____ Record excerpts

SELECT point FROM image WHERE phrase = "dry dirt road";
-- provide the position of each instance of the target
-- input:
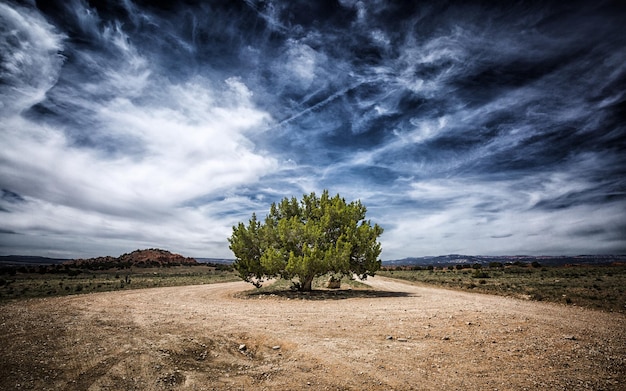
(398, 337)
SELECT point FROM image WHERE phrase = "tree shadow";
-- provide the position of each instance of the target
(322, 294)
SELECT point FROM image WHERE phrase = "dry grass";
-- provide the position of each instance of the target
(31, 284)
(598, 287)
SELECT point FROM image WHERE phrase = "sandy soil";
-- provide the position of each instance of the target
(398, 337)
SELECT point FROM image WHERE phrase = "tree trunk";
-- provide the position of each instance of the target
(306, 283)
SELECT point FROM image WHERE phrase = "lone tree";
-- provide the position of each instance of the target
(307, 239)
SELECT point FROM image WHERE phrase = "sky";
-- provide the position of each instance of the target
(462, 127)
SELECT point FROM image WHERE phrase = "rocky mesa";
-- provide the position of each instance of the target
(139, 258)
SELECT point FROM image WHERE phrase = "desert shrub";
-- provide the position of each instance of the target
(480, 274)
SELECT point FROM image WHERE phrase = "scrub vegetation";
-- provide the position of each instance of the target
(59, 280)
(593, 286)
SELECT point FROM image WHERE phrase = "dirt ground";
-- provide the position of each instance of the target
(397, 337)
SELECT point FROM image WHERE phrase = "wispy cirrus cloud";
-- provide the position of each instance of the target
(462, 127)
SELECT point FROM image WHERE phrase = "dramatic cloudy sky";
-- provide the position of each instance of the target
(463, 127)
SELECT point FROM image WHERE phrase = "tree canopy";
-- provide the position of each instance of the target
(306, 239)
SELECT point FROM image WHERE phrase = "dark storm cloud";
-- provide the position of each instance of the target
(463, 127)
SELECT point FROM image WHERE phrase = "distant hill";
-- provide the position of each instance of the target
(458, 259)
(26, 260)
(138, 258)
(221, 261)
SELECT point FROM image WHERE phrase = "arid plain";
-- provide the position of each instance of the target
(397, 336)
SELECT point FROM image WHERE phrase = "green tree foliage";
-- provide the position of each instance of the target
(306, 239)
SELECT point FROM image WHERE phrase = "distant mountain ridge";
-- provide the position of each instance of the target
(139, 258)
(547, 260)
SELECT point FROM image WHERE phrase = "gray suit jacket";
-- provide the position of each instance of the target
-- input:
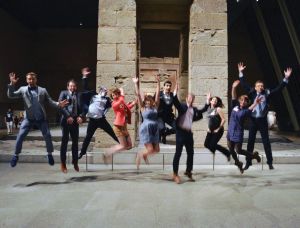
(23, 92)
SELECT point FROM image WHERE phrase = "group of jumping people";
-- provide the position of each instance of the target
(158, 119)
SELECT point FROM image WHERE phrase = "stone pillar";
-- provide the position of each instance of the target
(208, 56)
(116, 54)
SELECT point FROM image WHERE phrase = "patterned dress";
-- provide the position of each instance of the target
(149, 130)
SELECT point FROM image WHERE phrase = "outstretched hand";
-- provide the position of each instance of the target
(288, 72)
(63, 103)
(241, 66)
(235, 83)
(13, 79)
(85, 71)
(157, 78)
(208, 96)
(135, 80)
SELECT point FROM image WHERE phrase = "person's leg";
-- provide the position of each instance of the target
(235, 149)
(179, 146)
(74, 132)
(44, 128)
(64, 143)
(104, 125)
(7, 126)
(91, 128)
(189, 146)
(24, 129)
(216, 139)
(118, 147)
(264, 131)
(10, 127)
(207, 141)
(251, 140)
(171, 122)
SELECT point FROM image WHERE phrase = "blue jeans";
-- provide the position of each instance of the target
(24, 129)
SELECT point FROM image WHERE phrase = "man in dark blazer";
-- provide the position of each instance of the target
(70, 120)
(34, 98)
(187, 114)
(258, 119)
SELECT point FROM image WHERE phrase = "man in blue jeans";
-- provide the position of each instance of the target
(258, 119)
(34, 98)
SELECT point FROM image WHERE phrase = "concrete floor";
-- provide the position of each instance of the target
(37, 195)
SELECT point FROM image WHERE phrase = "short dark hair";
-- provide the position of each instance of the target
(71, 81)
(219, 102)
(167, 82)
(32, 74)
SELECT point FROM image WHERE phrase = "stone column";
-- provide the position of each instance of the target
(116, 54)
(208, 56)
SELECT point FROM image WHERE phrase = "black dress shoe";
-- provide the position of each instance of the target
(81, 155)
(257, 157)
(189, 175)
(248, 164)
(14, 161)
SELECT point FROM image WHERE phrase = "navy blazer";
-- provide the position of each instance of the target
(65, 112)
(267, 92)
(182, 108)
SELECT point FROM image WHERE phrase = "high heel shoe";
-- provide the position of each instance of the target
(240, 166)
(145, 157)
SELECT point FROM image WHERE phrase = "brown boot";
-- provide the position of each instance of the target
(63, 167)
(76, 167)
(256, 156)
(176, 178)
(240, 166)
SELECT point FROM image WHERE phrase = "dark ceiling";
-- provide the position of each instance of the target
(37, 14)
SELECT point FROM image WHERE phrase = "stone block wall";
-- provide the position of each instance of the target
(208, 56)
(116, 54)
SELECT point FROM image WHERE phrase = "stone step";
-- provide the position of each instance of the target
(164, 157)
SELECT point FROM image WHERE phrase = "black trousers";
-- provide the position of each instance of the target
(261, 125)
(184, 138)
(236, 148)
(92, 127)
(73, 131)
(171, 122)
(211, 142)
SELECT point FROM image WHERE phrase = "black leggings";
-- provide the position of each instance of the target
(211, 142)
(236, 148)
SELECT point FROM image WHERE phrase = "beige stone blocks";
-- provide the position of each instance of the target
(107, 52)
(126, 52)
(126, 18)
(209, 37)
(208, 21)
(205, 54)
(115, 35)
(117, 5)
(209, 71)
(209, 6)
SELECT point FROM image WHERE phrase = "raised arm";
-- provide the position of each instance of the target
(137, 90)
(287, 74)
(233, 89)
(222, 116)
(256, 102)
(122, 92)
(85, 77)
(11, 92)
(241, 68)
(55, 104)
(157, 97)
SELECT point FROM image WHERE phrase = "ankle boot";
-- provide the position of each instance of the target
(240, 166)
(256, 156)
(63, 167)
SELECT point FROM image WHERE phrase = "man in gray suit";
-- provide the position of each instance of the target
(34, 98)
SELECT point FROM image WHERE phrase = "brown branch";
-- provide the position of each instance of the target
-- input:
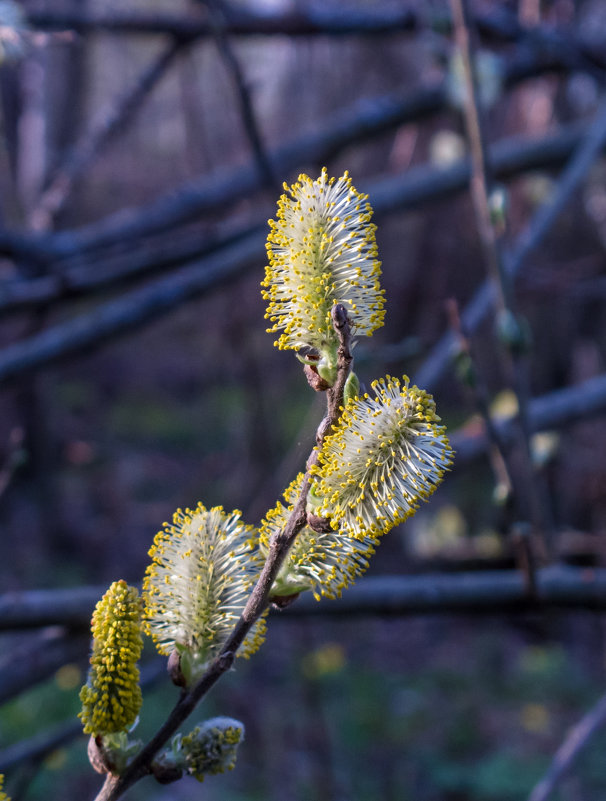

________

**Exercise brief**
The word "black" occurs in some lines of the data above; report how many such lines there are, with no other words.

**Problem solution**
3